> [Task prompt]
Answer these questions using the article below about Biden-related tourism in the Wilmington area:
(a) How many life-sized cutouts of the president-elect did Willoughby order?
(b) How many room nights did Riverfront hotels pick up between the DNC and Election Week events?
(c) Which magazine ran a piece about where Biden dines?

> [Extracted text]
* * *

Sarah Willoughby, executive director of the Greater Wilmington Conventions and Visitors Bureau, said that her office is preparing a press release to go out to about 500 out-of-state journalists about an itinerary of Joe Biden-connected places or businesses to visit, including well-known stops like Capriotti’s, The Charcoal Pit, Janssen’s Market, and more. She has also been talking with a local tour operator who ran such a fan tour before the election and may continue into 2021.
Willoughby said that she’s also ordered six life-sized cutouts of the president-elect and is figuring out the best way to use them for visitor photo-ops. That approach also doubles for social media marketing as visitors share their trip on popular mediums like Instagram, TikTok, Snapchat and more.
“There’s a lot of potential,” she said, but noted that the restriction imposed by the COVID-19 pandemic has made it more difficult for her office to truly maximize the exposure’s benefit.
Unfortunately, the pandemic has made marketing Biden’s big moment much more difficult than a typical year. New Castle County hotels have seen a bump in revenue and bookings, particularly through the August Democratic National Convention speeches at the Chase Center, when revenue per available room reached more than $52. While the highest rate since February, even that was 30% below 2019’s August average.
Bill Sullivan, treasurer of the Delaware Hotel and Lodging Association and general manager of the Courtyard by Marriott in Newark, said that Riverfront hotels picked up at least 8,000 room nights between the DNC and Election Week events.
“That’s spectacular because we’ve all been struggling,” he said.
Sullivan is hopeful that interest in Biden’s background won’t wane after the coronavirus subsides, and he points to continuing media coverage to keeping Delaware center stage.
“Food and Wine magazine did a great piece about where Biden dines, and that’s the kind of coverage you’re going to get. Unfortunately, it’s just bad timing and you just don’t have the ability to mobilize right now,” he said.
For Megan McGlinchey, executive director of the Riverfront Development Corp., owner of the Chase Center, the Biden impact has “put their name on the map.” She said that the convention center has been fielding some calls from planners interested in holding late 2021 or early 2022 meetings and events.
Echoing her colleagues, McGlinchey said that taking full advantage of the spotlight has been difficult, but she expects that as restrictions ease that the Chase Center staff will begin pushing the venue for bigger events.
“I think people are still, at this point, a little hesitant to move forward with events but we’re definitely seeing the interest there,” she said. “I think once things start to get back to normal we’ll be able to truly market ourselves and be able to capitalize a little bit on that name recognition that we have now.”

* * *

[Saved entries]
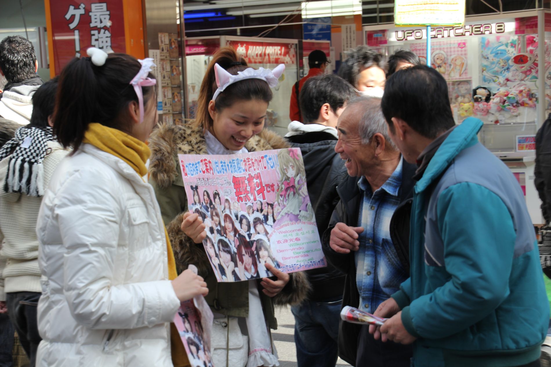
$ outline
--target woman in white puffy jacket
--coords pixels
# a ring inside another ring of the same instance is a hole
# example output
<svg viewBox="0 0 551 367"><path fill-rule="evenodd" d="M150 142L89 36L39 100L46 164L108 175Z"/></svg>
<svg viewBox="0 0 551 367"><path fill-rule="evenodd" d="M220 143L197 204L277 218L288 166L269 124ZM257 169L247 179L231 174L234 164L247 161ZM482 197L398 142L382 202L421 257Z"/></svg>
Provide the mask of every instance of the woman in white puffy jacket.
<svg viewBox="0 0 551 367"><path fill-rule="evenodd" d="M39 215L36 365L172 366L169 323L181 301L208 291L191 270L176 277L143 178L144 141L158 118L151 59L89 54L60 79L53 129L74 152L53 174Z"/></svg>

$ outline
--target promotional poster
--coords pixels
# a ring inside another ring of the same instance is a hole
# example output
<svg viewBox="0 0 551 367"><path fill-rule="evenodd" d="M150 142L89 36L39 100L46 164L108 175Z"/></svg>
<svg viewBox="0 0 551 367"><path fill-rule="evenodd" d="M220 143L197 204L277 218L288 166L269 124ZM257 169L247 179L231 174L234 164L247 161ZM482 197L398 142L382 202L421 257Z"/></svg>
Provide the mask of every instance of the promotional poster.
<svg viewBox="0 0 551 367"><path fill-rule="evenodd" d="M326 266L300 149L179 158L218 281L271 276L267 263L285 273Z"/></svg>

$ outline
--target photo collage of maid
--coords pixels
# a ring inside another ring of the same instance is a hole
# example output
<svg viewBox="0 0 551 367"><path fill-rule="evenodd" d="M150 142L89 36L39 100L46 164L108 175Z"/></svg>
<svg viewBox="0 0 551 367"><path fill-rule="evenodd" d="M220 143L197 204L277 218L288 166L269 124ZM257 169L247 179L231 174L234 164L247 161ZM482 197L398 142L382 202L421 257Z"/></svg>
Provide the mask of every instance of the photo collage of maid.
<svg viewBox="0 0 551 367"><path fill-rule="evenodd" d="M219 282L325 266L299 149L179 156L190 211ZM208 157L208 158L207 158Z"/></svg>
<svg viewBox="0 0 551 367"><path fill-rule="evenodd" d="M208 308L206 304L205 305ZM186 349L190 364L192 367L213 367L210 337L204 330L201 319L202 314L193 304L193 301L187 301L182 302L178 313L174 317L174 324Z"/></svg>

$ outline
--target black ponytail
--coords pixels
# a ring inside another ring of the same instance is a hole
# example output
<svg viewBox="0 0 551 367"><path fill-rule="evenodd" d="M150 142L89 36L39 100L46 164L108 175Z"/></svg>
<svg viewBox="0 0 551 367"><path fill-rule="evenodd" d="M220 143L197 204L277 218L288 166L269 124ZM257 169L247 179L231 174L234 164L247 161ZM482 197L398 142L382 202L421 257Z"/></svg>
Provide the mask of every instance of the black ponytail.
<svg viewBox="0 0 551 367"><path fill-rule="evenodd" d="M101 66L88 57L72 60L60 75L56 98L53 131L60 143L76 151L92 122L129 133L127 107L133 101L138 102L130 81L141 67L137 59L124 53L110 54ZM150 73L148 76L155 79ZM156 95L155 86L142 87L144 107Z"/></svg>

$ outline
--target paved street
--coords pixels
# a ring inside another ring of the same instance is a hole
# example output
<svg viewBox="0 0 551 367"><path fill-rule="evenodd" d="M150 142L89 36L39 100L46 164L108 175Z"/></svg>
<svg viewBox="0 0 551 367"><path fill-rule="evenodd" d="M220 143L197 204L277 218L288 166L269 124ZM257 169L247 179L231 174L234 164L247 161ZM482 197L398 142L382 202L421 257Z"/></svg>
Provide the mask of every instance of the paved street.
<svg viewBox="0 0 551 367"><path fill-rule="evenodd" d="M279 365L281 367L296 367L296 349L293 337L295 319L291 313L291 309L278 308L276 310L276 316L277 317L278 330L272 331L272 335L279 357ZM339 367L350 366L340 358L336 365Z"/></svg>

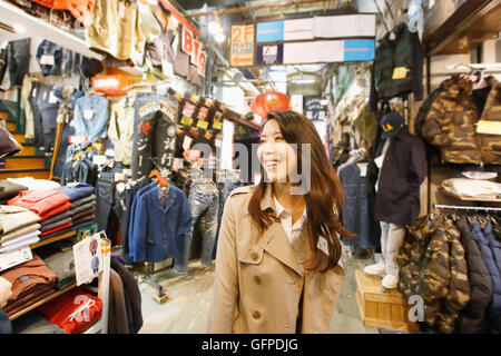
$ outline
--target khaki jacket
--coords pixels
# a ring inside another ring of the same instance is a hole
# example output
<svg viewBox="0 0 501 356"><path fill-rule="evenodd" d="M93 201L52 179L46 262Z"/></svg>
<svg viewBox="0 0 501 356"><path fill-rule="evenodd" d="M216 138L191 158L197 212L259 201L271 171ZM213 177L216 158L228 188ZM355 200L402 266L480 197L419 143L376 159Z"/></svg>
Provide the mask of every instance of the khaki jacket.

* * *

> [Expected answer]
(a) Six
(b) At least 8,000
(c) Food and Wine